■ **DATA SUPPLIED**
********************
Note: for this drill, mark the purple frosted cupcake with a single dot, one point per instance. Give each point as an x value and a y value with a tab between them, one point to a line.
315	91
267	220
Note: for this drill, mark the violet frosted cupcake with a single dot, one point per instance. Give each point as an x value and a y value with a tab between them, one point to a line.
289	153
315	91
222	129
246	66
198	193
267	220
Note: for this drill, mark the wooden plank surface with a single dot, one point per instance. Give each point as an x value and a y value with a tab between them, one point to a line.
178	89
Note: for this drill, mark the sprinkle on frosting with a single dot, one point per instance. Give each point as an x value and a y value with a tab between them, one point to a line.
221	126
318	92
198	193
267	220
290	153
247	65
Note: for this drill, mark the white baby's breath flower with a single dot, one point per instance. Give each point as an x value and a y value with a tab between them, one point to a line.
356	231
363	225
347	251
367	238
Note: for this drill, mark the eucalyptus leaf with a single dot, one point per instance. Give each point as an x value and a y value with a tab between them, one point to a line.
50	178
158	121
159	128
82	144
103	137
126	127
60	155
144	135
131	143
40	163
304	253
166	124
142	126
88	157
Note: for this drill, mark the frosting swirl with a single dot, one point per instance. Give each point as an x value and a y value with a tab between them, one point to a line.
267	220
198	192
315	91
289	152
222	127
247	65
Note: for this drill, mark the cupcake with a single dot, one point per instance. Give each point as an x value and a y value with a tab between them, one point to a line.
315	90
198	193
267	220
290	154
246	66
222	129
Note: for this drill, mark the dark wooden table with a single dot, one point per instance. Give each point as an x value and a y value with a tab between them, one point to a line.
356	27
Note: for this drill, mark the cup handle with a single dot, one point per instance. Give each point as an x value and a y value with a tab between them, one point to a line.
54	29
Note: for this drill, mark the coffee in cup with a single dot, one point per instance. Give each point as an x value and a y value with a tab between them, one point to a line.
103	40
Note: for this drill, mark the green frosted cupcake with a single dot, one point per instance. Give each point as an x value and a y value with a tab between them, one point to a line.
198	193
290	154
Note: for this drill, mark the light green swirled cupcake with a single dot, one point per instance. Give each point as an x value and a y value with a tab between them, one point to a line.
********************
All lines from the one containing "Note: for this drill, mark the cupcake" to the end of the records are to be duplicated exactly, and no other lines are to be given.

■ **RESPONSE TO THIS TASK**
Note: for this drill, mark the cupcake with a single dot, one point per instance. Give each point as an x value and a y value with a tab between them, one point to a line.
315	90
198	193
267	220
290	154
246	66
222	129
Note: for this drill, mark the dark wooden table with a single dot, one point per instance. Give each point as an x value and a y value with a tab between them, one point to a line.
356	27
Note: for this drill, mark the cup handle with a single dot, one point per instance. Give each point as an x value and a y value with a tab between them, one point to a line.
54	29
Note: for this drill, mark the coffee in cup with a single dot, one point per instance. Give each point as an x value and a y value with a tab between them, one point to a line.
103	40
Note: for this drill, mark the green frosted cupcake with a single dot, one point per instance. Give each point as an x value and a y value with a tab between them, one point to a line.
198	193
290	154
Note: for this drill, mark the light green swirled cupcake with a single dot, one point per instance. Give each point as an x value and a y value with a tab between them, one point to a line.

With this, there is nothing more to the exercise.